*SOURCE TEXT*
In another, a woman in Spokane, Washington, "reported that she encountered young men who she described as being 'liberated' from normal behavior since the election.' They shouted 'We’re going to rape you!' from a Jeep with the word 'TRUMP' emblazoned on its side."
A 75-year-old gay man in Sarasota, Florida was reportedly "ripped from his car and beaten by an assailant who told him, 'You know my new president says we can kill all you faggots now.'"
According to the SPLC, "People have experienced harassment at school, at work, at home, on the street, in public transportation, in their cars, in grocery stores and other places of business, and in their houses of worship."
But, the report cautions, "The incidents documented here almost certainly represent a small fraction of the actual number of election-related hate incidents that have occurred since November 8. The Bureau of Justice Statistics estimates that two-thirds of hate crimes go unreported to the police."
Many of the crimes are attributed to the white nationalist movement's "open embrace" of Donald Trump, which has been further emboldened by the appointment of former Breitbart News chair Steve Bannon as chief strategist.
Other controversial cabinet picks, such as Sen. Jeff Sessions (R-Ala.) for Attorney General, have also reinforced the perception that the Trump presidency will not be friendly to immigrants, Muslims, minorities, women, nor the LGBTQ community.

*Saved entries*
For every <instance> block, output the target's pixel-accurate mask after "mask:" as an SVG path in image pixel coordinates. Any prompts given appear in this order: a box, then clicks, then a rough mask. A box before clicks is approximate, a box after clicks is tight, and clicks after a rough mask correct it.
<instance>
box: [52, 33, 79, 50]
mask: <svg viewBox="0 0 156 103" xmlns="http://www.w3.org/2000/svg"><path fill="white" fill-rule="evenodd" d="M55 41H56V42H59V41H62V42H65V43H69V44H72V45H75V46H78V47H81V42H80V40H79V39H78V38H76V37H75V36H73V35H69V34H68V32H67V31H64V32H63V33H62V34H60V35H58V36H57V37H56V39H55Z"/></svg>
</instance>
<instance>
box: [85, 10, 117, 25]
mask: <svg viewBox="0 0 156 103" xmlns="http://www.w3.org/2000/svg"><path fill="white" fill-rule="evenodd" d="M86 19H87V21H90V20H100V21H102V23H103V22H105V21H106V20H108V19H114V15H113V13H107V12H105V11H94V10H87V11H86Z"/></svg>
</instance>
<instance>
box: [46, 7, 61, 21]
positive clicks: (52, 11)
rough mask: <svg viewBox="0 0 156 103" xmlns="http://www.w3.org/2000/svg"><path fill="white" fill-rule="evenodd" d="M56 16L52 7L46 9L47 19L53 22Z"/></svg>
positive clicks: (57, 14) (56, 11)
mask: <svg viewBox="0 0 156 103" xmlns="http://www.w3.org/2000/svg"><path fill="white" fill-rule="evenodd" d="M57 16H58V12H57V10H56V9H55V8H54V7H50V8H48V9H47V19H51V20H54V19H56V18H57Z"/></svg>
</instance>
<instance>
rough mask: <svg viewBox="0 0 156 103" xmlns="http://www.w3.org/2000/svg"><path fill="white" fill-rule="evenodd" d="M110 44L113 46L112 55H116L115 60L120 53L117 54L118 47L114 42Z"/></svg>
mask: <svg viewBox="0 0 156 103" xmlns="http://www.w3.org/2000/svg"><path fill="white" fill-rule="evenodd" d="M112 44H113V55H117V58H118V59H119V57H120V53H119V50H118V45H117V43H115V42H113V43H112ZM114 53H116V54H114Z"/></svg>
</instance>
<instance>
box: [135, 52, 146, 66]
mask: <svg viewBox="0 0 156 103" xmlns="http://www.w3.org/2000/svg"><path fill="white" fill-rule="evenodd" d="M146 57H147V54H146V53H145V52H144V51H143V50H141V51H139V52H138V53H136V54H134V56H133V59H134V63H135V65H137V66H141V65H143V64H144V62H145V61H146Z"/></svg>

*TASK INSTRUCTIONS*
1. In the text on post-election hate incidents, what share of hate crimes does the Bureau of Justice Statistics estimate go unreported to the police?
2. Reproduce the stretch of the post-election hate incidents text from "According to the" through "as chief strategist.".
The saved entries are separate material, unrelated to the text.

*ANSWER SECTION*
1. Two-thirds.

2.
According to the SPLC, "People have experienced harassment at school, at work, at home, on the street, in public transportation, in their cars, in grocery stores and other places of business, and in their houses of worship."
But, the report cautions, "The incidents documented here almost certainly represent a small fraction of the actual number of election-related hate incidents that have occurred since November 8. The Bureau of Justice Statistics estimates that two-thirds of hate crimes go unreported to the police."
Many of the crimes are attributed to the white nationalist movement's "open embrace" of Donald Trump, which has been further emboldened by the appointment of former Breitbart News chair Steve Bannon as chief strategist.